Goal of the exercise = Identify each line below that contains the word "paper", and copy it out.

Records for this exercise =
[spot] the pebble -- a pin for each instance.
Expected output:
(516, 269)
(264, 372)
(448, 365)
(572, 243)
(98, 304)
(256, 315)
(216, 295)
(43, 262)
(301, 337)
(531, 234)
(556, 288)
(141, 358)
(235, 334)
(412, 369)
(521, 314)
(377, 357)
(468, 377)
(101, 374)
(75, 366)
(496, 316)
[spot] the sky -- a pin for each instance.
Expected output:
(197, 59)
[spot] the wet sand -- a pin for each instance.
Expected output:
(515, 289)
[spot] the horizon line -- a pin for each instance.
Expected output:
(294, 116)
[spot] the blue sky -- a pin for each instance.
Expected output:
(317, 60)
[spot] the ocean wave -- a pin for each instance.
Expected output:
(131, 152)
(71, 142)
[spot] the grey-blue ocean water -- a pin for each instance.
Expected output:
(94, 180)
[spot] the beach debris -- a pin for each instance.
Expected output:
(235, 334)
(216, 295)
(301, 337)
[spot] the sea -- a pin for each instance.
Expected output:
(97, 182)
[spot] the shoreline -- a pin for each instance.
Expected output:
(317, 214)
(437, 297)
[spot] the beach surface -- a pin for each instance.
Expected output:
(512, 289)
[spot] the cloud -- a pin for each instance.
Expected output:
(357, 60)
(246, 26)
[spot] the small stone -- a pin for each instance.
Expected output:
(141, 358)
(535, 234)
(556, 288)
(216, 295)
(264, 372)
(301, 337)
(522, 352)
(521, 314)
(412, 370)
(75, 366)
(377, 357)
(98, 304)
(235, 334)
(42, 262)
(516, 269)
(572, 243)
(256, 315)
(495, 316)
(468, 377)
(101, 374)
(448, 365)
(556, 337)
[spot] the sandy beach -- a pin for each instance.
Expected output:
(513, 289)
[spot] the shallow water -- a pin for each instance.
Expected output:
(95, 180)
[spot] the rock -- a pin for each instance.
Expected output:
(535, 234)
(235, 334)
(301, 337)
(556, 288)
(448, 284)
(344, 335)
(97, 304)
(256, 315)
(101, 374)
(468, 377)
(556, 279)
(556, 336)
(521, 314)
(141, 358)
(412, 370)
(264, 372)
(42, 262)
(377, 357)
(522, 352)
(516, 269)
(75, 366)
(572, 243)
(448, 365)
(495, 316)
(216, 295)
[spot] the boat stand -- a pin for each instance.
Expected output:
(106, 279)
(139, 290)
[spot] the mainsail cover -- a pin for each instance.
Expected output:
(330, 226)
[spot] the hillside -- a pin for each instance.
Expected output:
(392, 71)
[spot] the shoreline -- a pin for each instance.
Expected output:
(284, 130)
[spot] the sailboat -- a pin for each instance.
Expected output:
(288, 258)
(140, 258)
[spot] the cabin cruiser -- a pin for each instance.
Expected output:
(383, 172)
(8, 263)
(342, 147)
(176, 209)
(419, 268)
...
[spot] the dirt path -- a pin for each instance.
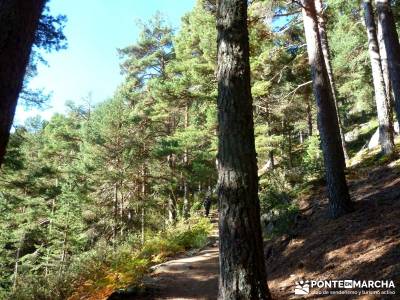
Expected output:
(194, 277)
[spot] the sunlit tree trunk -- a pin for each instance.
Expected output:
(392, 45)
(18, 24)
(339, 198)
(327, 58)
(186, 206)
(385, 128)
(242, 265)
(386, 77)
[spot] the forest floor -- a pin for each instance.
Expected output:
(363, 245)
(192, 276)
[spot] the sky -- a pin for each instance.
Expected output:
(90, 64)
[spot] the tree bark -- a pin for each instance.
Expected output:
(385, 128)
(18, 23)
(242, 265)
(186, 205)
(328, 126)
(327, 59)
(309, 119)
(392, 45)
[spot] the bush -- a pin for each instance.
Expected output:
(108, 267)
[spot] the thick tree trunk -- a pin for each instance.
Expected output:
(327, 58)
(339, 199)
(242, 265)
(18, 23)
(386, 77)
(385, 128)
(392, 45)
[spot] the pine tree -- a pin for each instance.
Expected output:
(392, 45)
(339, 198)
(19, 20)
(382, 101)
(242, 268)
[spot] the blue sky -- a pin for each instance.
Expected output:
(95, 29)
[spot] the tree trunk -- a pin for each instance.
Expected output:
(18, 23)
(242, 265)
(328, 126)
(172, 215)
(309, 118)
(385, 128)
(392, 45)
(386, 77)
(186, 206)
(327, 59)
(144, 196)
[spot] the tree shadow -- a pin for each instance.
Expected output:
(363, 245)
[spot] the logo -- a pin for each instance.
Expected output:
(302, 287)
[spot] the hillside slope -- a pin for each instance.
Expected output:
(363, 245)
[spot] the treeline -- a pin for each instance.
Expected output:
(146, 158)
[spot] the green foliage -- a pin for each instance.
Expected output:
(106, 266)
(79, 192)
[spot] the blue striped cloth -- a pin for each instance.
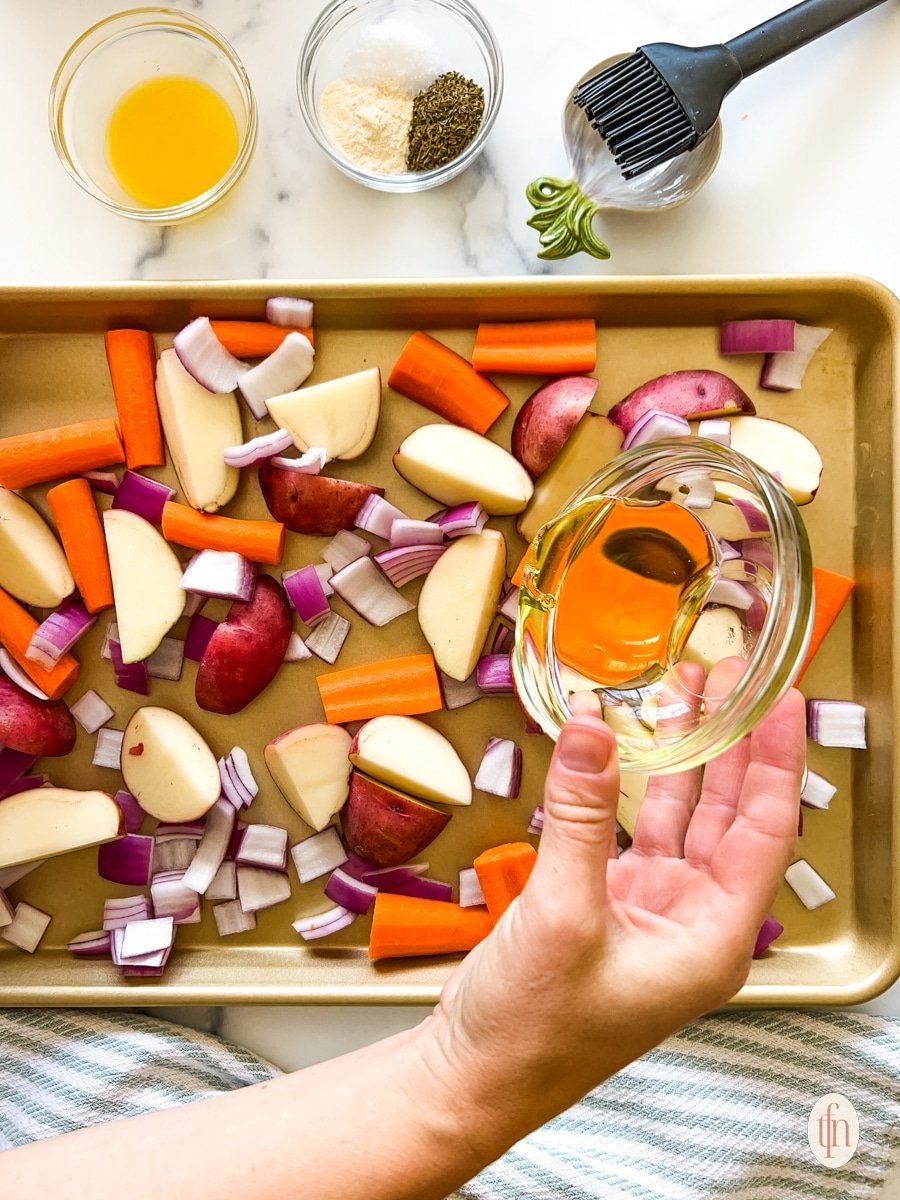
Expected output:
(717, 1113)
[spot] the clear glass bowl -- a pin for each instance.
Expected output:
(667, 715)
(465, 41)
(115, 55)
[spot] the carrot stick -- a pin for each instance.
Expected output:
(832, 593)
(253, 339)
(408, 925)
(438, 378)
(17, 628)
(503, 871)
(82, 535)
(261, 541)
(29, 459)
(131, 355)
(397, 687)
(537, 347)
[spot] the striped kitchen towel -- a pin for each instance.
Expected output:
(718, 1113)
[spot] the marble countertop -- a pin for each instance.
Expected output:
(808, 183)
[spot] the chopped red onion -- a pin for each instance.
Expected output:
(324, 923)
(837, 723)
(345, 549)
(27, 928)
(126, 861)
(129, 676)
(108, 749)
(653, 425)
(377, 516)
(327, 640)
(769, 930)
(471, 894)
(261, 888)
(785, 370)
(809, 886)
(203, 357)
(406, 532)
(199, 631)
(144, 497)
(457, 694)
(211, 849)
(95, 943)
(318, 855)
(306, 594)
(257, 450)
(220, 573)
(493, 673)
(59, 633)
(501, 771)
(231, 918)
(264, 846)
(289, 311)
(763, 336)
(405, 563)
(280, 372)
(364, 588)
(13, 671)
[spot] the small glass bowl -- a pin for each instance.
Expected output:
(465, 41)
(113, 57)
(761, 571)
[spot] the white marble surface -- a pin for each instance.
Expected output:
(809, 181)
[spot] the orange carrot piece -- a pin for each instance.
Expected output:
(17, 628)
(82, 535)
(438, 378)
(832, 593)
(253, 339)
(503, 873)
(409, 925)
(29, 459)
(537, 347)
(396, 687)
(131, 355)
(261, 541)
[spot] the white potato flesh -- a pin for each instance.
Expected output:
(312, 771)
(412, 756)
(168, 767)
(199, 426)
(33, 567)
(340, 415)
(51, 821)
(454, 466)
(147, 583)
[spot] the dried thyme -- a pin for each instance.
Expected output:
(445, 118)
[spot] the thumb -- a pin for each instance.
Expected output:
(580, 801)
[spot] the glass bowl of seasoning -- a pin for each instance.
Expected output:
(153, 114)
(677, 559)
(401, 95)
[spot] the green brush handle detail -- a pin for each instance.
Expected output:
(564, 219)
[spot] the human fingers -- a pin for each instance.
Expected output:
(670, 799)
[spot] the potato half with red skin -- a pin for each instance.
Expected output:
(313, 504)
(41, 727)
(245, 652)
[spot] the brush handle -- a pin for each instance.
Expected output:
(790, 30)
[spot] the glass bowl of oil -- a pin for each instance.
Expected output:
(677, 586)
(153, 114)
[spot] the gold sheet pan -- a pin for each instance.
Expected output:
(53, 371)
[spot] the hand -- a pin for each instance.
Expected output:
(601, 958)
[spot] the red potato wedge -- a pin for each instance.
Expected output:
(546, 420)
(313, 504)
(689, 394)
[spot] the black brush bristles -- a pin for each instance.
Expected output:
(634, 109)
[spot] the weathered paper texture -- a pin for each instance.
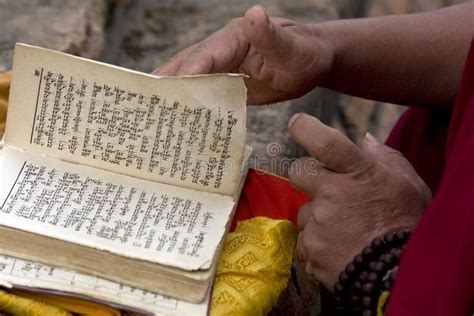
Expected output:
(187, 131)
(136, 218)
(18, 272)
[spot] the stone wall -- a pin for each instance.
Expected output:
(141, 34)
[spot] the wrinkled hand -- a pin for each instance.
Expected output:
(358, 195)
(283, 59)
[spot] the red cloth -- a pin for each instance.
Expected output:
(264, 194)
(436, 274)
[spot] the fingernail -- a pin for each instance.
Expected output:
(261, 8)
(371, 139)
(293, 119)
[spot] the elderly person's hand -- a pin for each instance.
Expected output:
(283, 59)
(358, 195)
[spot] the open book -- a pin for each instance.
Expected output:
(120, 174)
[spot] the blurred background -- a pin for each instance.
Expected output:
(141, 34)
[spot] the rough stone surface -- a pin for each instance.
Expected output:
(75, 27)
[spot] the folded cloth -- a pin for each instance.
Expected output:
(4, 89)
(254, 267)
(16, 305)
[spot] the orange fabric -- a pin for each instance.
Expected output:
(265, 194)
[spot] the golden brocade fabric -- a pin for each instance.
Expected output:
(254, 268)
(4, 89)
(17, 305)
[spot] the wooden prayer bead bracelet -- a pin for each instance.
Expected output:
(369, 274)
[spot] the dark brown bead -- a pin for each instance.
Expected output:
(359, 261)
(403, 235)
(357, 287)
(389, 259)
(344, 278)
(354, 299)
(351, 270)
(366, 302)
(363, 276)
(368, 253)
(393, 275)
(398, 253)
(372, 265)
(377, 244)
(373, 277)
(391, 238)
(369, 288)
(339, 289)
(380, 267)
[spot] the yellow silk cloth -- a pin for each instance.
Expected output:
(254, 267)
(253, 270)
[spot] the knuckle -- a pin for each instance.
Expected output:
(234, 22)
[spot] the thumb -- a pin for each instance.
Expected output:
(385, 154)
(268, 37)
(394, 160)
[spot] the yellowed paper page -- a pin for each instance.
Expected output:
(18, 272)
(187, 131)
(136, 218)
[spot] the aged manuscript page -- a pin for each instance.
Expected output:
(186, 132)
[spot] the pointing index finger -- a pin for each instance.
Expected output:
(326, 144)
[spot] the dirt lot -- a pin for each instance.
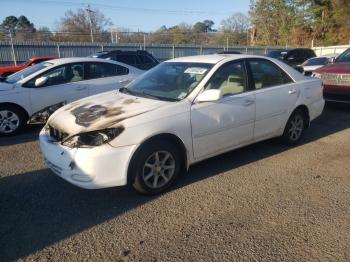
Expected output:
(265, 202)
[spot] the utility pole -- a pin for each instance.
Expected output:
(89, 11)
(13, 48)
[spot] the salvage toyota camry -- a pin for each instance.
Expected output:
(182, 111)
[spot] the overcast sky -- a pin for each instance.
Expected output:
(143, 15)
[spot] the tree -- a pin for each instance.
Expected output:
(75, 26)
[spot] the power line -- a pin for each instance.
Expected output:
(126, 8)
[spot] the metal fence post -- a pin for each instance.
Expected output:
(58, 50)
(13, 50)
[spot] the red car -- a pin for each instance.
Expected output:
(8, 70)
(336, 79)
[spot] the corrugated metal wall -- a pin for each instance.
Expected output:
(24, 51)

Solution below =
[spot] the weathered paper texture -- a pin for each instance.
[spot] the yellowed paper page -- a pin for each instance.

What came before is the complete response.